▶ _Text block_:
The index is flexing... but mostly in one room
Wall Street came into first-quarter earnings expecting a slowdown. Instead, the S&P 500 is tracking 27.1% year-over-year profit growth with 63% of the index reported — more than double the 13.1% analysts were expecting at quarter-end.
That sounds like a victory lap. But zoom in and you’ll see the equivalent of three people carrying the couch while everyone else just gives motivational quotes.
- Alphabet, Amazon, and Meta accounted for 71% of the net dollar increase in S&P 500 earnings over the past week
- Communication Services flipped from a 3.8% decline to 53.2% growth
- Consumer Discretionary jumped from 1.7% growth to 39%
The fine print is doing a lot of the heavy lifting
The headline beat looks even shinier because some of it came from one-time accounting boosts. Alphabet booked a $37.7 billion gain tied to equity securities, Amazon got a $16.8 billion pre-tax boost from its Anthropic stake, and Meta’s results included an $8.03 billion tax benefit.

▶ _Recorded data_:

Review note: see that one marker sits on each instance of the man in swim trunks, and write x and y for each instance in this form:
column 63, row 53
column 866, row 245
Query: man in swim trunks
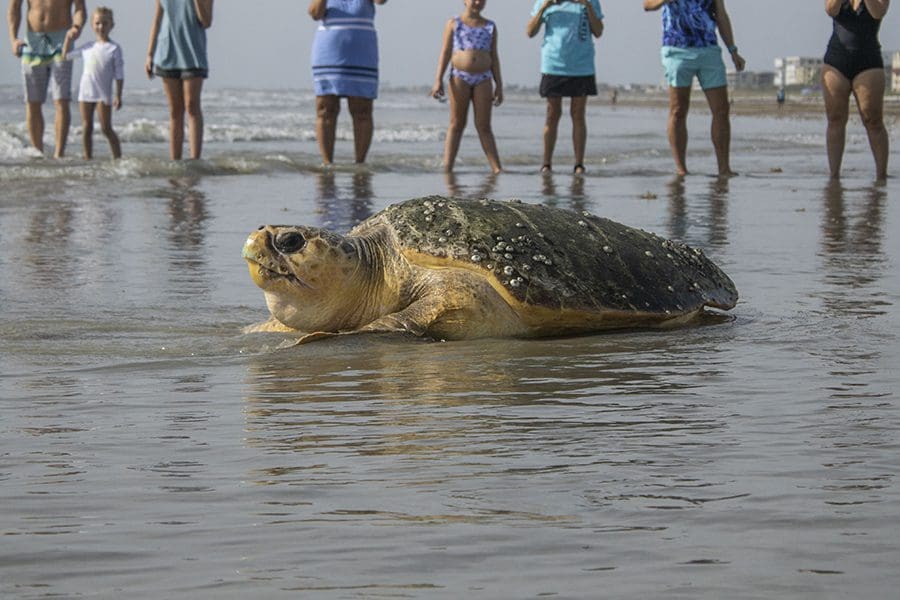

▶ _Exercise prompt_: Write the next part of the article on S&P 500 first-quarter earnings, picking up after its sentence about Meta's $8.03 billion tax benefit.

▶ _Result_:
In other words: yes, the numbers are huge. No, they are not all the same kind of huge.
Goldman Sachs says the aggregate EPS growth rate is still around 16% even excluding those idiosyncratic benefits, which is solid. But it’s also a reminder that when a handful of megacaps have an epic quarter, they can make the whole market look like it’s gliding downhill on a fresh coat of optimism.
Why investors should still care
The weird part? Stock rewards for beats have been pretty tame. Companies that topped estimates have only outperformed by 20 basis points the next day, while misses have been punished harder than usual.
That tells you the market is still in “show me more” mode. And with Nvidia set to report on May 20, plus consumer retailers still coming through, the next few weeks will decide whether this is a real earnings boom or just a megacap highlight reel.
Big picture: the quarter looks strong, but the market is still checking the receipts.